• [Do this] Rename "pagoda" to "tower" in the entries from the line with "the stone pavement." to the line with "[255,385,273,407]", and write out those lines again with nothing else changed.

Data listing
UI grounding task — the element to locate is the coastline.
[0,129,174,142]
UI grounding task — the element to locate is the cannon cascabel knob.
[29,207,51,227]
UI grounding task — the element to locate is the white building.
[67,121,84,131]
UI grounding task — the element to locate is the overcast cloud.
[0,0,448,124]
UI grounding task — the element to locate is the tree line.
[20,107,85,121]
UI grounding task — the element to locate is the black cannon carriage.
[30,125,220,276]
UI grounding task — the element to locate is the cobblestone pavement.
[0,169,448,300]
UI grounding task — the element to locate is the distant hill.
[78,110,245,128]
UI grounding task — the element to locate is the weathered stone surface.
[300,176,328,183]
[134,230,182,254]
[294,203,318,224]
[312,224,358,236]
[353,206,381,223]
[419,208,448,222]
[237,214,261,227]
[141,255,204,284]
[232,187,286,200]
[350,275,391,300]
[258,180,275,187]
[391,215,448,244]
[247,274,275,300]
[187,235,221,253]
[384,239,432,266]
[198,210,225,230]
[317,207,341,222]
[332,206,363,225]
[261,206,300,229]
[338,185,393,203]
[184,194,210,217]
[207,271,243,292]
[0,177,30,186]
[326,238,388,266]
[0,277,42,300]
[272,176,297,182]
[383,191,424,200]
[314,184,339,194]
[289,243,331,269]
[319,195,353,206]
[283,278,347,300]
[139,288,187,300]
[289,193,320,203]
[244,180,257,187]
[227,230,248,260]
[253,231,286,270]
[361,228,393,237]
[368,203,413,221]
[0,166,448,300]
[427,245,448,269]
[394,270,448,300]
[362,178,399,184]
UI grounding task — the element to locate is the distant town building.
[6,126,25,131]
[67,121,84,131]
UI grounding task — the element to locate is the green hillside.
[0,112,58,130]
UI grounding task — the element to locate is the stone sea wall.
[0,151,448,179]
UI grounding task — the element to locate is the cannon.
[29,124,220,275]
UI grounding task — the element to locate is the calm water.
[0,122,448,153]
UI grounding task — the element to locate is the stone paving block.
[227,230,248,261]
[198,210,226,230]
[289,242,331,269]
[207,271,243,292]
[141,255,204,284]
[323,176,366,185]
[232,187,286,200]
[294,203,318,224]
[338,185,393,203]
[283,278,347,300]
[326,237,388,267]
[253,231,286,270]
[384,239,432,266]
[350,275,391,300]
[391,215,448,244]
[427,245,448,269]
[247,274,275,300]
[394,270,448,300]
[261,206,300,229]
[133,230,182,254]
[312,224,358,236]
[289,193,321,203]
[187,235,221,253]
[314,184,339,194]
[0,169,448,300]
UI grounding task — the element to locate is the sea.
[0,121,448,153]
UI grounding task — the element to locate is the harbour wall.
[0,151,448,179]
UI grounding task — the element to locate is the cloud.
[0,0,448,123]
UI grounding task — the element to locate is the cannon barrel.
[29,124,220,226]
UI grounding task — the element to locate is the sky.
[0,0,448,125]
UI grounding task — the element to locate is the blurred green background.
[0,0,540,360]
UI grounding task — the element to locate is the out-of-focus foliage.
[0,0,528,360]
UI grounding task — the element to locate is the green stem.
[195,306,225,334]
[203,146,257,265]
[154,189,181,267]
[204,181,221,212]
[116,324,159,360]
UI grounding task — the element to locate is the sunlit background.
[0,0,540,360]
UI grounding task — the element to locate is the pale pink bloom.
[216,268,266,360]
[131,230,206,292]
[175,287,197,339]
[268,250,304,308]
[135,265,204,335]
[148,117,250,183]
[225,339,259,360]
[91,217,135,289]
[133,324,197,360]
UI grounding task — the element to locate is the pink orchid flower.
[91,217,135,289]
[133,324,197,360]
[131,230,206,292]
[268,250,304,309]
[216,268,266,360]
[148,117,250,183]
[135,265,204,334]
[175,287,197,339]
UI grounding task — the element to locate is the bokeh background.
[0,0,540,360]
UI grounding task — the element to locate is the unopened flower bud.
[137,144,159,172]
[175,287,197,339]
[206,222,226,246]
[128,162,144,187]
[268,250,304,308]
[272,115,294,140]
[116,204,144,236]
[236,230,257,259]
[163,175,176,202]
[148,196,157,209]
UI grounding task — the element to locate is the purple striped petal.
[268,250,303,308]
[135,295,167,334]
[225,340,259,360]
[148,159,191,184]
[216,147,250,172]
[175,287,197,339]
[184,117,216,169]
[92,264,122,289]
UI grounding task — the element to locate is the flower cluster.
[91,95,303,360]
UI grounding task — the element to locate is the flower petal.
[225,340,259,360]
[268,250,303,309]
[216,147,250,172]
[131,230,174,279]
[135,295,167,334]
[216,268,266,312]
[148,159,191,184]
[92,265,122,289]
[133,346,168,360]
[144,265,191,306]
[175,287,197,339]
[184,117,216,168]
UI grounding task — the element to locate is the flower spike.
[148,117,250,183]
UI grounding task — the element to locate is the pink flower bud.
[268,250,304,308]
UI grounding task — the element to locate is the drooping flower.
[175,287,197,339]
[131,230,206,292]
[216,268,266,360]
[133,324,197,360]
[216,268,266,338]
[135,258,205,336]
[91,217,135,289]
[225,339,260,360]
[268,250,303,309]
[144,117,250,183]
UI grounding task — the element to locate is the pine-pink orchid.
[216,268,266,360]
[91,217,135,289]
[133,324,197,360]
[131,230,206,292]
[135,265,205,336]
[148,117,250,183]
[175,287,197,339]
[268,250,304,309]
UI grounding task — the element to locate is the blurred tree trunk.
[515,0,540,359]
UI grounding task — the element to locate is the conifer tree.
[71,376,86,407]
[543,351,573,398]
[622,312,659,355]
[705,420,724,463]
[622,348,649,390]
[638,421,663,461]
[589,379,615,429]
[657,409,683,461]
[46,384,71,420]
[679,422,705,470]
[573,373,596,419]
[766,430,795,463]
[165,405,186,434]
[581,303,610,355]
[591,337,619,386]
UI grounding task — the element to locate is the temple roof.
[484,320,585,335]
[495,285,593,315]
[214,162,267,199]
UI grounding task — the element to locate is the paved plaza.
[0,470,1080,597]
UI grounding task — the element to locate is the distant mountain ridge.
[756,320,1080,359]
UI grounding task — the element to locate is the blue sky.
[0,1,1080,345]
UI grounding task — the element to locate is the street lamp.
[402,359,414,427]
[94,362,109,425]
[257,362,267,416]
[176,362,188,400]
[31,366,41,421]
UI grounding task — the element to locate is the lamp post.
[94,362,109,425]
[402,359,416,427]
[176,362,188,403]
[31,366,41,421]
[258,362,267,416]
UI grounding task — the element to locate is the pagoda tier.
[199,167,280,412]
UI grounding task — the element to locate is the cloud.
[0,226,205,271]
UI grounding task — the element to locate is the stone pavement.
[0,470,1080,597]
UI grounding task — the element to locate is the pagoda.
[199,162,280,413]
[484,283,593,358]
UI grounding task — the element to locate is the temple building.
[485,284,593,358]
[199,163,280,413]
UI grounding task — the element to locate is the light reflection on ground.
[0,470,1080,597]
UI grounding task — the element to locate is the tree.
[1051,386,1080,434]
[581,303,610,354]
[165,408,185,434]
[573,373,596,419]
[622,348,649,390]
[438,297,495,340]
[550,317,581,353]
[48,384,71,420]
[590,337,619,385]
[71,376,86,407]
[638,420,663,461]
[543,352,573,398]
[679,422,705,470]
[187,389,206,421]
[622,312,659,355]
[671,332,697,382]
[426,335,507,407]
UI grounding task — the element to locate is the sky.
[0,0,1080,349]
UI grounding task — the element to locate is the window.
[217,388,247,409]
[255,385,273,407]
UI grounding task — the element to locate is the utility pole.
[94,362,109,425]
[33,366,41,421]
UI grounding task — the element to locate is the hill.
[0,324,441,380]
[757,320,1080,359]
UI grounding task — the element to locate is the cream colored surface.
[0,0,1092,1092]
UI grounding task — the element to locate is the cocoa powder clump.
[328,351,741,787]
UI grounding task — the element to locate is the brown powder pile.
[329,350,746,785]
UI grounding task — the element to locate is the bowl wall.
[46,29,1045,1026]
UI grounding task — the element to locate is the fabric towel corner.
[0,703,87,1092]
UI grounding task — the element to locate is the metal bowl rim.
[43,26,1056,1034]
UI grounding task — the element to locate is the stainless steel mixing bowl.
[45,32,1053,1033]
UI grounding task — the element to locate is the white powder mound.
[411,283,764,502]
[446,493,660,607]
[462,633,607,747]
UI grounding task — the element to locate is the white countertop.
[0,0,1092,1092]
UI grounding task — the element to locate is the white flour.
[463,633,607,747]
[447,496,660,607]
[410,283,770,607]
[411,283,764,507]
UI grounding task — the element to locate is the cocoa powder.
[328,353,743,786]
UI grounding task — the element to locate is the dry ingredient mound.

• [Task solution]
UI grounding task — the element to locate is the stone pavement.
[0,470,1080,597]
UI grounding task — the element to locate is the tower.
[199,162,280,413]
[484,283,593,358]
UI grounding task — the element to locate is the temple building.
[485,284,593,358]
[199,163,280,413]
UI grounding task — the element to locate is the light reflection on ground.
[0,470,1080,597]
UI grounding task — the element to locate is the tree.
[1051,386,1080,434]
[581,303,610,354]
[165,408,185,434]
[573,373,596,419]
[622,348,649,390]
[438,297,495,340]
[550,317,581,353]
[48,384,71,420]
[590,337,619,385]
[71,376,86,407]
[638,420,663,461]
[543,352,573,398]
[679,422,705,470]
[187,389,206,421]
[622,312,659,355]
[671,332,697,382]
[426,335,507,407]
UI grounding task — the element to locate is the sky.
[0,0,1080,349]
UI grounding task — the element to locate is the window.
[217,388,247,409]
[255,385,273,407]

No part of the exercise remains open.